> **Exercise description**
Reproduce the complete set of records exactly. No picture is to appear in the copy.

> **Information supplied**
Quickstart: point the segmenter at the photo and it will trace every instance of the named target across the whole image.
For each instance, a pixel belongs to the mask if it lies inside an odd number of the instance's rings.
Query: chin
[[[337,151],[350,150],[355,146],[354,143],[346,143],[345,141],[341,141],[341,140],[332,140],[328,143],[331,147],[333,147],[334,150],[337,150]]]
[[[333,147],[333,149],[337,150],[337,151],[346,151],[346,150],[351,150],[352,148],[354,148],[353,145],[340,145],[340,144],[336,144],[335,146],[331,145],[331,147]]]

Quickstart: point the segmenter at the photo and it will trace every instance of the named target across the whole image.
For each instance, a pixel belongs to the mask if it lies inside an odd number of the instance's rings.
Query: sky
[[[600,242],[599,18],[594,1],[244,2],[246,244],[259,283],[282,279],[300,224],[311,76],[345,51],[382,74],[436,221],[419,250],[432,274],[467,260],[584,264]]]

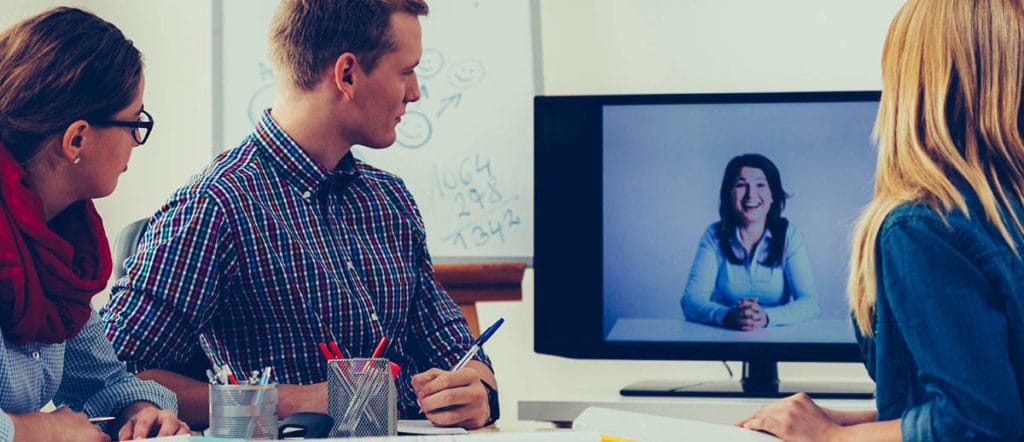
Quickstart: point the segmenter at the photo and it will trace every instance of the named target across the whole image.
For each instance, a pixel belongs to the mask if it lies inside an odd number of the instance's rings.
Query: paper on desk
[[[214,439],[204,436],[162,436],[162,437],[151,437],[148,439],[137,439],[139,442],[232,442],[235,440],[244,441],[244,439]]]
[[[343,442],[349,439],[325,439]],[[487,431],[469,434],[445,434],[433,436],[391,436],[360,438],[360,442],[601,442],[601,435],[594,431],[549,430],[549,431]]]
[[[427,419],[399,419],[398,434],[466,434],[461,427],[437,427]]]
[[[647,441],[778,441],[774,436],[732,425],[676,419],[632,411],[589,407],[572,422],[574,430]]]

> **Answer to this exercise**
Quickstart: point the segmenter at the photo and it will trace every instance of the named target across the whole image.
For each instance, a pixel belongs to the mask if it lies inside an odd number of the instance's rings.
Query: chin
[[[337,151],[350,150],[355,146],[354,143],[346,143],[345,141],[341,141],[341,140],[332,140],[328,143],[331,147],[333,147],[334,150],[337,150]]]
[[[333,147],[333,149],[337,150],[337,151],[346,151],[346,150],[351,150],[352,148],[354,148],[353,145],[340,145],[340,144],[336,144],[335,146],[331,145],[331,147]]]

Quickstart: point the segmenter at the photo and it will trace every instance of the named target across the whole image.
For each instance, a pixel belongs to the mask if it lies inside an odd number of the instance's rings.
Query: sky
[[[600,242],[599,18],[594,1],[244,2],[246,244],[259,283],[282,279],[300,224],[311,76],[345,51],[382,74],[436,221],[419,250],[432,274],[467,260],[584,264]]]

Quickstart: point the segmenter at the photo and it will trace every instance of the named target across the whole image.
For each instance, a pixel belongs to the mask if it lies inside an odd number of the instance's rings.
Query: paper on desk
[[[214,439],[204,436],[162,436],[162,437],[151,437],[148,439],[137,439],[139,442],[232,442],[235,440],[244,441],[244,439]]]
[[[343,442],[349,439],[325,439]],[[487,431],[469,434],[445,434],[433,436],[391,436],[360,438],[360,442],[601,442],[601,435],[594,431],[549,430],[549,431]]]
[[[427,419],[399,419],[398,434],[466,434],[461,427],[437,427]]]
[[[647,441],[778,441],[774,436],[732,425],[676,419],[632,411],[589,407],[572,422],[574,430]]]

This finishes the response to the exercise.